What this task involves:
Look through the data below and, wherever a line carries the word "house", please copy that line.

Given records:
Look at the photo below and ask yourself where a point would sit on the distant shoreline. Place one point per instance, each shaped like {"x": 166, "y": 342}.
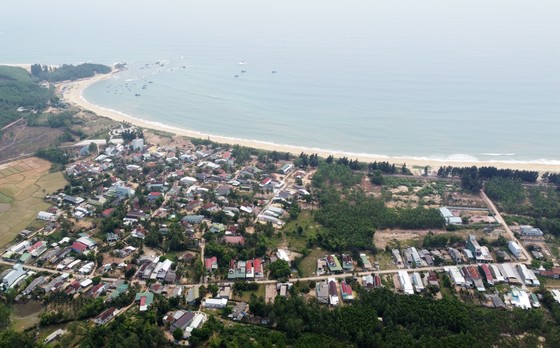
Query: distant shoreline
{"x": 72, "y": 93}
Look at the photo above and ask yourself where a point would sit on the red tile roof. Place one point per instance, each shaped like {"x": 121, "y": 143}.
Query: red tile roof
{"x": 487, "y": 272}
{"x": 257, "y": 265}
{"x": 346, "y": 289}
{"x": 248, "y": 266}
{"x": 79, "y": 246}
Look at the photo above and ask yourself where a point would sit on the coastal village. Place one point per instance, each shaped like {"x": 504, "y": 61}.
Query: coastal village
{"x": 191, "y": 229}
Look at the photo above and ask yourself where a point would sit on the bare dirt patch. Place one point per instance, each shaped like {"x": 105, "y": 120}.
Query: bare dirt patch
{"x": 22, "y": 140}
{"x": 23, "y": 181}
{"x": 407, "y": 237}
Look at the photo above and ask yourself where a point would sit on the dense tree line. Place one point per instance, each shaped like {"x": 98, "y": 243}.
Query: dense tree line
{"x": 541, "y": 204}
{"x": 127, "y": 331}
{"x": 485, "y": 173}
{"x": 304, "y": 160}
{"x": 68, "y": 71}
{"x": 53, "y": 155}
{"x": 553, "y": 178}
{"x": 335, "y": 174}
{"x": 384, "y": 167}
{"x": 351, "y": 219}
{"x": 382, "y": 318}
{"x": 19, "y": 89}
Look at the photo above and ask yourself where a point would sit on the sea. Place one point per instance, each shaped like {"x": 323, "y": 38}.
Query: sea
{"x": 439, "y": 80}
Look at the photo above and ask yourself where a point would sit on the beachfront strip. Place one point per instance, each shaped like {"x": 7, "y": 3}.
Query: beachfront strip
{"x": 182, "y": 222}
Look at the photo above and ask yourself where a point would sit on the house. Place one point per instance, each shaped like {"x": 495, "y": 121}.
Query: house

Result:
Look at the photo above and ask yourself where a point would sit on the house. Place one point per instance, each shaped like {"x": 495, "y": 121}.
Query: house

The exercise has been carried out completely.